(Point annotations for photos)
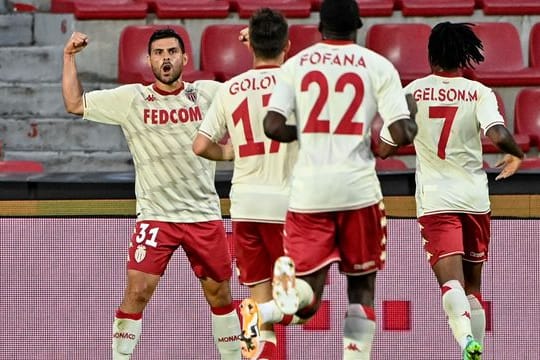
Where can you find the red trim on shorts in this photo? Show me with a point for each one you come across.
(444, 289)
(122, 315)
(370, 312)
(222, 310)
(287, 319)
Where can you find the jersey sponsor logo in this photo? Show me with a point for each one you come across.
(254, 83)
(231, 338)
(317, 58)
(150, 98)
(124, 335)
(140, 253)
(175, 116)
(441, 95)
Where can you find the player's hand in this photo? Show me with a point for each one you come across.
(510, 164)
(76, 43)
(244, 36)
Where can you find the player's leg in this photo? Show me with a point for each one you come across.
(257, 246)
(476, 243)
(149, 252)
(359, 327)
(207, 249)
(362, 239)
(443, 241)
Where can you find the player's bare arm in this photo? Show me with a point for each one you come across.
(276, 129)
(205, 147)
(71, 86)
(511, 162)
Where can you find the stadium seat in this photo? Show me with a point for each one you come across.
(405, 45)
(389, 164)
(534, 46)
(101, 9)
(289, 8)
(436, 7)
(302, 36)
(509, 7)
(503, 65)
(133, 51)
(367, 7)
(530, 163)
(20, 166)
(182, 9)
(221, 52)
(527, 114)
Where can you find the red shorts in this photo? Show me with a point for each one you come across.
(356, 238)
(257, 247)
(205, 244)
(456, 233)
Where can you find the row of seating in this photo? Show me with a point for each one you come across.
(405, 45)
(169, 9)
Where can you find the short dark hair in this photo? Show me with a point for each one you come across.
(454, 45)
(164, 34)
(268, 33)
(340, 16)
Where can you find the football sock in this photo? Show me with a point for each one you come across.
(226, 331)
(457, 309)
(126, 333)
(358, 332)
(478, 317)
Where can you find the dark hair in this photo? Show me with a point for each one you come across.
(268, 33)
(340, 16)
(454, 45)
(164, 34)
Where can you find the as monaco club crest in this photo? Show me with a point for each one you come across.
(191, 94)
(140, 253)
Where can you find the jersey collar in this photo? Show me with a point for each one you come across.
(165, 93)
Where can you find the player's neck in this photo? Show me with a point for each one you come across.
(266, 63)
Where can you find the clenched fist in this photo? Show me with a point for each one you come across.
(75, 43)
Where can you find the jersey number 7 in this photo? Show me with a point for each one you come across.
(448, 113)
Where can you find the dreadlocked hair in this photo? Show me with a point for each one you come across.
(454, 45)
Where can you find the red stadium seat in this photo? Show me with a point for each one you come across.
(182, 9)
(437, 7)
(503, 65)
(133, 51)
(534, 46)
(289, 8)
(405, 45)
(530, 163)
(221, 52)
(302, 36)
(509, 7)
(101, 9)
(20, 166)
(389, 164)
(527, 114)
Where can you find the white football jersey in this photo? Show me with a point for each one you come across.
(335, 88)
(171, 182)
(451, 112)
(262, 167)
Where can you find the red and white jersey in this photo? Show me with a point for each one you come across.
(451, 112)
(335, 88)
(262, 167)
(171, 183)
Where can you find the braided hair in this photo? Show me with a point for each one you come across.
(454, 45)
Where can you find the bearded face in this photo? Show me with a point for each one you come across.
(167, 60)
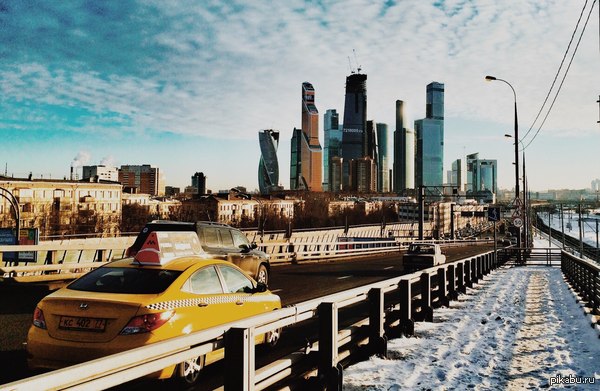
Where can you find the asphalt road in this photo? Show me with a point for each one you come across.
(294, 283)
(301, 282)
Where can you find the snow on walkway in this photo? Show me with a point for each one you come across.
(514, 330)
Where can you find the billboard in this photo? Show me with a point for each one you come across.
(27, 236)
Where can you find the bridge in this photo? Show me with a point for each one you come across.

* [TASK REQUIREMENTS]: Leave out the pictures and print every line of the data exactly.

* [EXERCISE RESPONSE]:
Where can you find the red trim on shorts in this photo? Show me with a point for each one you come across.
(444, 289)
(122, 315)
(370, 312)
(222, 310)
(287, 319)
Where can you find the jersey sponsor logo in this photo? Show me with a point for each one you come across.
(254, 83)
(231, 338)
(317, 58)
(150, 98)
(124, 335)
(140, 253)
(175, 116)
(441, 95)
Where can you find the player's hand in this photo? Show me with a point for each one you come across.
(510, 164)
(76, 43)
(244, 36)
Where can you find the player's leg in this photo? Show me with a point for each one you come across.
(257, 246)
(476, 243)
(149, 252)
(359, 327)
(207, 249)
(362, 239)
(443, 241)
Where can you find the player's bare arm in this photo? Show me with a point for each one you come across.
(276, 129)
(205, 147)
(71, 86)
(511, 162)
Where can you find the stadium seat in this photo? Show me with a point for each one you come across.
(405, 45)
(389, 164)
(534, 46)
(101, 9)
(289, 8)
(436, 7)
(302, 36)
(509, 7)
(503, 65)
(133, 51)
(367, 7)
(530, 163)
(20, 166)
(182, 9)
(221, 52)
(527, 114)
Where can you find the red shorts in this photo? Show me with a point for each one you come across.
(356, 238)
(257, 247)
(205, 244)
(456, 233)
Where can you find the row of seating in this photo? Show me with a point for each one you come across.
(405, 45)
(169, 9)
Where can you find the short dark hair in this photo? Show me with a point for each one you come across.
(454, 45)
(164, 34)
(268, 33)
(340, 16)
Where can you find the football sock in this photo? Show me with a point for each one you come across.
(226, 331)
(457, 309)
(126, 333)
(358, 332)
(478, 317)
Where can you find the dark hair in this photo? Show me with a point for each one you come across.
(268, 33)
(340, 16)
(454, 45)
(164, 34)
Where can you find the as monaco club crest in this photo? Show me with a point for each one you come across.
(191, 94)
(140, 253)
Where can you find the jersey collar in this photo? Show me with a point for each one you come across.
(165, 93)
Where can you find the player's neck in this photo? Show me with a point for each one you come across.
(266, 63)
Where can you find the clenched fist in this photo? Show me with a point for each one you come across.
(75, 43)
Where can you find the jersey number 7 in this photo? Show me with a point for each one you come across.
(448, 113)
Where can you find the dreadlocked hair in this photo? Show me with a point for each one you come across.
(454, 45)
Where can you find the red stadium seat in this photo? Show me with a point for each one you come across.
(182, 9)
(437, 7)
(503, 65)
(133, 51)
(534, 46)
(289, 8)
(405, 45)
(530, 163)
(221, 52)
(302, 36)
(509, 7)
(101, 9)
(20, 166)
(389, 164)
(527, 114)
Where can you find the white football jersey in this photo? Show me with a point for each one you come across.
(335, 88)
(171, 182)
(451, 112)
(262, 167)
Where can you find the red and white jersey in this photo? Show me with a point for each one you come across.
(451, 112)
(335, 88)
(262, 167)
(171, 183)
Where can you find the braided hair in this photo? Show me with a point for each one you come across.
(454, 45)
Where can you find the bearded face in this photo? Show me with a point for each one you come across.
(167, 60)
Where can you find the asphalt road in this photo? Show me with a point for each one you come across.
(294, 283)
(301, 282)
Where can you find the snow on walkway in this photo? Show me with a point for each one you come across.
(514, 330)
Where can you find the billboard in this photo? Show me with a point for each one you come across.
(27, 236)
Where can you find the bridge in this photo? Show me with a point for each one you come across.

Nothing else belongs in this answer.